▸ **AIM OF THE EXERCISE**:
Each record below needs to be set down again exactly.

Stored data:

***

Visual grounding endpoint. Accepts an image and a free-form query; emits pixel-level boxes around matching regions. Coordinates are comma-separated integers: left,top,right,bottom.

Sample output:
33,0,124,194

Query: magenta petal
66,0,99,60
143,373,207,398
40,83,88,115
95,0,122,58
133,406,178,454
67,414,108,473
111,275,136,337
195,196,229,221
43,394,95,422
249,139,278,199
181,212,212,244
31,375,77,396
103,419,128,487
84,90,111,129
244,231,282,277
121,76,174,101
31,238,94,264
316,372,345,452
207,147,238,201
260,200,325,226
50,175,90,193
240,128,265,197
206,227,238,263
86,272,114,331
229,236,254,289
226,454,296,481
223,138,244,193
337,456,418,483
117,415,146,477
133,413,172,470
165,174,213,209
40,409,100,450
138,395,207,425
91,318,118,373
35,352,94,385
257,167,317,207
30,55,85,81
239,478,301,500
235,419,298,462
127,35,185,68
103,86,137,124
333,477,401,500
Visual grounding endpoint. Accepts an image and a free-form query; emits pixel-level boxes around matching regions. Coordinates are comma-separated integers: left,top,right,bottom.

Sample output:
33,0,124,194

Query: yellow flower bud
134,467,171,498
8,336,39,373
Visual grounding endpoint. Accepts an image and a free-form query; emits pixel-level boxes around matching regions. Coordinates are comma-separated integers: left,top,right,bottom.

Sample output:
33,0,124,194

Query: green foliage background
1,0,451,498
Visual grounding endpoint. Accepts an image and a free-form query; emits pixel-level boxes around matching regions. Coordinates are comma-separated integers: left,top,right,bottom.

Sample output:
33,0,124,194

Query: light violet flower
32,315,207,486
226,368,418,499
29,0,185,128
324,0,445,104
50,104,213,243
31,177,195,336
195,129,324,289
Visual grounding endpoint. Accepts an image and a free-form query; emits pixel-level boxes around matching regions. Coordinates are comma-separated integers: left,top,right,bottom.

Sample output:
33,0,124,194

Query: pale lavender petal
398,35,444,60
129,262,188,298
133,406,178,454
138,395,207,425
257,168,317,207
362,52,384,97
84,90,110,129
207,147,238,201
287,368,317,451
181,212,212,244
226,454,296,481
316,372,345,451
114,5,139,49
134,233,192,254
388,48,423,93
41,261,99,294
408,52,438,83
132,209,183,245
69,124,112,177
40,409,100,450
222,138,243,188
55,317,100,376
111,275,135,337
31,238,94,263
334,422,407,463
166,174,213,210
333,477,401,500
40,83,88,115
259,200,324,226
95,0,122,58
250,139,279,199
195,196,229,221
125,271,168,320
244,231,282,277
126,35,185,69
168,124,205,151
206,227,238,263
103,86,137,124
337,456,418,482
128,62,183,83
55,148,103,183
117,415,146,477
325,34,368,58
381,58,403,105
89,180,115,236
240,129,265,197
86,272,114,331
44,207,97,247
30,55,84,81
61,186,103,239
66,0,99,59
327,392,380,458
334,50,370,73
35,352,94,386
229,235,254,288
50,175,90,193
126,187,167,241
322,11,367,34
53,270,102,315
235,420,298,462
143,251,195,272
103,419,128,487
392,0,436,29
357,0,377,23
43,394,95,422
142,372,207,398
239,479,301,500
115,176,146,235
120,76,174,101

***

▸ **SOLUTION TO THIS EXERCISE**:
Visual grounding endpoint. Accepts an image and a free-form query; emits pixel-level boxes around matching regions. Coordinates are comma-separated integers: left,top,right,bottom.

Sample output:
33,0,124,194

Query: magenta petal
66,0,99,60
143,373,207,398
40,83,88,115
95,0,122,58
133,406,178,454
67,414,108,473
111,275,136,337
195,196,229,221
43,394,95,422
249,139,278,199
181,212,212,244
31,375,77,396
103,419,128,487
84,90,111,129
244,231,282,277
121,76,174,101
31,238,94,264
316,372,345,452
207,147,238,201
260,200,325,226
50,175,90,193
240,128,265,197
206,227,238,263
86,272,114,331
229,236,254,289
226,454,296,481
223,138,244,193
337,456,418,483
117,415,146,477
133,413,172,470
165,174,213,209
40,409,100,450
138,395,207,425
91,318,118,373
35,352,94,385
257,167,317,207
30,55,85,81
239,478,301,500
235,419,298,462
127,35,185,68
103,86,137,124
333,477,401,500
Visual grounding endpoint. Accepts an image and a free-form query; emits pixel-level boxes around matching regions. Coordinates are comma-separated integers: left,top,right,bottom.

Sample output:
33,0,124,194

Query: yellow flower bud
134,467,171,498
8,336,39,373
Visual grounding endpoint. Accepts an image and a free-form query; emits pixel-level boxes around matching regions. Coordinates are comma-separated integers: left,top,right,bottom.

Sample output:
33,0,124,194

Query: green foliage background
1,0,451,498
Visual grounding endpoint. Accepts an image and a free-form query; emits pixel-level boxes around matching regions. Coordinates are comma-separated integers: left,top,right,bottom.

Sample output:
33,0,124,194

Query: light violet flower
32,315,207,486
226,368,418,499
29,0,185,128
324,0,445,104
50,104,213,243
31,177,195,336
195,129,324,289
Visual grounding endpoint. Accepts an image and a free-form query; emits pixel-level boxes around matching regions. Coordinates are comma-separated integers: left,top,right,bottom.

Sample output:
33,0,124,194

Query: pale lavender petal
398,35,444,60
129,262,188,298
133,406,178,454
138,395,207,425
257,168,317,207
362,52,384,97
84,90,110,129
207,147,238,201
287,368,317,451
181,212,212,244
226,454,296,481
316,372,345,451
114,5,139,49
134,233,192,254
388,48,423,93
41,261,99,294
408,52,438,83
132,209,183,245
69,124,112,177
40,409,100,450
222,138,243,188
55,317,100,376
111,275,135,337
31,238,94,263
334,422,407,463
166,174,213,210
333,477,401,500
40,83,88,115
259,200,324,226
95,0,122,58
250,139,279,199
195,196,229,221
125,271,168,320
244,231,282,277
126,35,185,69
168,124,205,151
206,227,238,263
103,86,137,124
337,456,418,482
128,62,183,83
55,148,103,183
117,415,146,477
325,34,368,58
381,58,403,105
89,180,115,236
240,129,265,197
86,272,114,331
44,207,97,247
30,55,84,81
61,186,103,239
66,0,99,59
327,392,380,458
334,50,370,73
35,352,94,386
229,235,254,288
50,175,90,193
126,187,167,241
322,11,367,34
53,270,102,315
235,420,298,462
143,251,195,272
103,419,128,487
392,0,436,29
357,0,377,23
43,394,95,422
142,372,207,398
239,479,301,500
115,176,146,235
120,76,174,101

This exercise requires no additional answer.